═══ TEXTE FOURNI

Mais comprendre comment nous percevons ce réel, l'étude du cerveau
est un chemin nécessaire.
Un
philosophe idéaliste du XVIIème
siècle, Berkeley, avait en son temps défendu l'idée que le monde
est créé par l'esprit. On lui doit cette formule célèbre :
« Être, c'est être
perçu ou percevoir »
(esse est percipi aut
percipere).
Dans cette perspective moderne du Cittamātra, peut-être pas. La
conscience base-de-tout crée le monde, mais comme c'est une création
collective, comme la conscience base-de-tout de tous les êtres
sensibles participent à cette création et qu'une conscience
base-de-tout individuelle ne perçoit que sa propre création, la
conscience base-de-tout a besoin aussi de créer un interface
matériel qui permettra de percevoir le monde réel, cette création
collective de toutes les consciences base-de-tout des êtres en
nombre infini qui peuplent l'univers. Et cet interface matériel, ce
n'est rien d'autre que le cerveau. Il en résulte que la perception
que l'on peut avoir des objets ou le fait d'être perçu ne va pas
directement constituer l’Être des choses ou de notre corps. Le
cerveau n'a pas cette puissance créatrice. Néanmoins, cette
perception va susciter toutes sortes de réactions émotionnelles qui
vont se répercuter sur la conscience émotionnelle et qui va activer
dans un second temps telle ou telle semence dans les profondeurs de
la conscience base-de-tout dans cette vie-ci ou dans une vie
prochaine. Ces semences vont donc créer de nouvelles réalités dans
le monde réel du fait de la puissance créatrice de la conscience
base-de-tout. Il y a donc une interaction constante entre le cerveau
qui traite les six consciences sensorielles et les consciences
immatérielles que sont la conscience émotionnelle et la conscience
base-de-tout. D'où l'intérêt d'étudier le cerveau, même quand on
adhère aux théories idéalistes de l'école Cittamātra !
3°)
Il y a les penseurs qui pensent l'âme ou l'esprit comme une entité
distincte du corps, et pour qui le cœur est le siège de l'âme ou
de l'esprit. Aristote adhérait à ce genre de conceptions (même si
sa théorie de l'âme est complexe, je n'ai pas le temps de
m'appesantir sur le sujet). Aristote pensait que le cerveau avait
pour fonction de refroidir le cœur. Notons que les bouddhistes aussi
a l'origine pensaient aussi que le siège de l'esprit était le cœur.
Pas seulement le siège des émotions et de l'amour comme dans les
représentations occidentales naïves du cœur « »,
mais le siège de la pensée et de la réflexion. Cela peut paraître
absurde aujourd'hui vu nos connaissances actuelles sur le cerveau.

══════

• _CONSIGNE 1_
Recopiez à l'identique les lignes des entrées, depuis celle qui contient « [locate] safety railing » jusqu'à la dernière ligne des entrées.
Le texte sur le cerveau et les entrées n'ont aucun rapport entre eux.

═══ ENTRÉES FOURNIES

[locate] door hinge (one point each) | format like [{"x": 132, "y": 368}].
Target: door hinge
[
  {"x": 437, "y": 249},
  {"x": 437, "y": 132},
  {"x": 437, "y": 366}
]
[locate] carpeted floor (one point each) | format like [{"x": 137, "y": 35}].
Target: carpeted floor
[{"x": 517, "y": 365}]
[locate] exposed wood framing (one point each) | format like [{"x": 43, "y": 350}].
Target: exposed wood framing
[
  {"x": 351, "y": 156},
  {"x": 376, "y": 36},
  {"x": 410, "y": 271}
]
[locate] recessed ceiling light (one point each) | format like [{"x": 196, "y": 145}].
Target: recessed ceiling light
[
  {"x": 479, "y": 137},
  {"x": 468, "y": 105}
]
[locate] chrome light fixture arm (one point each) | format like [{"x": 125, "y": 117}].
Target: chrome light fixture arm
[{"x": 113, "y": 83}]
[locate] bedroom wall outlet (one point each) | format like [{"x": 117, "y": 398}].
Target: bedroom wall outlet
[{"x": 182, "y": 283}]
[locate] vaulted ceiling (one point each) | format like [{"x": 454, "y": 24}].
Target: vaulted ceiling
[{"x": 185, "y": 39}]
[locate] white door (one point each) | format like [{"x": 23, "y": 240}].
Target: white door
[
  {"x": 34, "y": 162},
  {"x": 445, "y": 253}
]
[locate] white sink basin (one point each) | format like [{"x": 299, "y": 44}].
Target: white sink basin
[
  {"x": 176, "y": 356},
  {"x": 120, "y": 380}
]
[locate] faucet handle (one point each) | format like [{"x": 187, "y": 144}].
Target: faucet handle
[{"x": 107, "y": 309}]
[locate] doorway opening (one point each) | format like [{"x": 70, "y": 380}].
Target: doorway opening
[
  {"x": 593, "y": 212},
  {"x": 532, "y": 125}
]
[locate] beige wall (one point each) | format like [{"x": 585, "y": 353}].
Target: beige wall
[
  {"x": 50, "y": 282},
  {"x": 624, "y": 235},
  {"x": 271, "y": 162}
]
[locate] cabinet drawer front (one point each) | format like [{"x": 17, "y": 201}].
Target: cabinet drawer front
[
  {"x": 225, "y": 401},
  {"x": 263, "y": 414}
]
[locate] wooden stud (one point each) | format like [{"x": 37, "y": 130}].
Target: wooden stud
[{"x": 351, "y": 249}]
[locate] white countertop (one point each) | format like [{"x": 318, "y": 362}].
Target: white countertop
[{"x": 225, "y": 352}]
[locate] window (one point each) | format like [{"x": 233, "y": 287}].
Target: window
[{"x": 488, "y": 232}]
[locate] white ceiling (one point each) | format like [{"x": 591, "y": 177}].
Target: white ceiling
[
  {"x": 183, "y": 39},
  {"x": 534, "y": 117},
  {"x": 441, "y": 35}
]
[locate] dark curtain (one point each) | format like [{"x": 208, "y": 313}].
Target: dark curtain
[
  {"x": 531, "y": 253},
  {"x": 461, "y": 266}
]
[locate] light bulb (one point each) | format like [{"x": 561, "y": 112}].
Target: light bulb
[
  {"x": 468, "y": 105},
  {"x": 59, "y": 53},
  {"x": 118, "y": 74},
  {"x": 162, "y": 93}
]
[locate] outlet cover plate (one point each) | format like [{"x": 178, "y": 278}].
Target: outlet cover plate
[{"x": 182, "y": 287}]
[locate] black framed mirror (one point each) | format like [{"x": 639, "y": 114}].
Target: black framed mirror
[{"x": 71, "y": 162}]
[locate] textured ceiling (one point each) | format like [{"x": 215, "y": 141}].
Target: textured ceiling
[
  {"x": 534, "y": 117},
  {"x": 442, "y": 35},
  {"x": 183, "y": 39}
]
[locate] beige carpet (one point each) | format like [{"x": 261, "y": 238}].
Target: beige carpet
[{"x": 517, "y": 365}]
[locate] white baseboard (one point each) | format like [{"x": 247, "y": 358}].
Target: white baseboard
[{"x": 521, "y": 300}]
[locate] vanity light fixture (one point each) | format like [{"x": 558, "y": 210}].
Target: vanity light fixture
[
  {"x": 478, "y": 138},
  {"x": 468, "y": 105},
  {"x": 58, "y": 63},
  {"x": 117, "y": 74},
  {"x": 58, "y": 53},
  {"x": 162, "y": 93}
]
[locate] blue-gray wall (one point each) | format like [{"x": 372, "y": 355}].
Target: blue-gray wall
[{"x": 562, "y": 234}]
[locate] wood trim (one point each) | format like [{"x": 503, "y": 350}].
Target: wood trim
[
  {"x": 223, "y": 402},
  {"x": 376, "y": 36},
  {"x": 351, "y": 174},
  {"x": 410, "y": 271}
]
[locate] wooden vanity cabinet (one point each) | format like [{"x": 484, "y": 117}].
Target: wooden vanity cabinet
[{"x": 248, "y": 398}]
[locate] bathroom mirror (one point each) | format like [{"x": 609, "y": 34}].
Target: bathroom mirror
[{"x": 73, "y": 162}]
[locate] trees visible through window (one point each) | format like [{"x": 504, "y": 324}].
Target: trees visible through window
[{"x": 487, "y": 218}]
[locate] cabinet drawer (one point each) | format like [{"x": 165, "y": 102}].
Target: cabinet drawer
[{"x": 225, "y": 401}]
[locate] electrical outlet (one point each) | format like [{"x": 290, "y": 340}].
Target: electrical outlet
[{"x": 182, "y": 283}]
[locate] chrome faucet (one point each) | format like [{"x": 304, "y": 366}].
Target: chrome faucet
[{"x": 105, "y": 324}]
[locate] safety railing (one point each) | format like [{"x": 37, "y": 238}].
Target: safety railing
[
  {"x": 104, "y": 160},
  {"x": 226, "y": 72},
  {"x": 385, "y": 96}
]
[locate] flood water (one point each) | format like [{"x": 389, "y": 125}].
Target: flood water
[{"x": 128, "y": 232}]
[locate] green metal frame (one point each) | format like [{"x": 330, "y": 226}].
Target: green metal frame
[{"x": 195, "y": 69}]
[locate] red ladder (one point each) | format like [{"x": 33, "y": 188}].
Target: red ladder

══════

• _CONSIGNE 2_
Dans le texte sur le cerveau, reprenez le passage allant de « Pas seulement le » à « sur le cerveau. » en remplaçant « siège » par « centre ».

• _CORRIGÉ 1_
[locate] safety railing (one point each) | format like [{"x": 37, "y": 238}].
Target: safety railing
[
  {"x": 104, "y": 160},
  {"x": 226, "y": 72},
  {"x": 385, "y": 96}
]
[locate] flood water (one point each) | format like [{"x": 389, "y": 125}].
Target: flood water
[{"x": 128, "y": 232}]
[locate] green metal frame (one point each) | format like [{"x": 330, "y": 226}].
Target: green metal frame
[{"x": 195, "y": 69}]
[locate] red ladder (one point each) | format like [{"x": 33, "y": 188}].
Target: red ladder

• _CORRIGÉ 2_
Pas seulement le centre des émotions et de l'amour comme dans les
représentations occidentales naïves du cœur « »,
mais le centre de la pensée et de la réflexion. Cela peut paraître
absurde aujourd'hui vu nos connaissances actuelles sur le cerveau.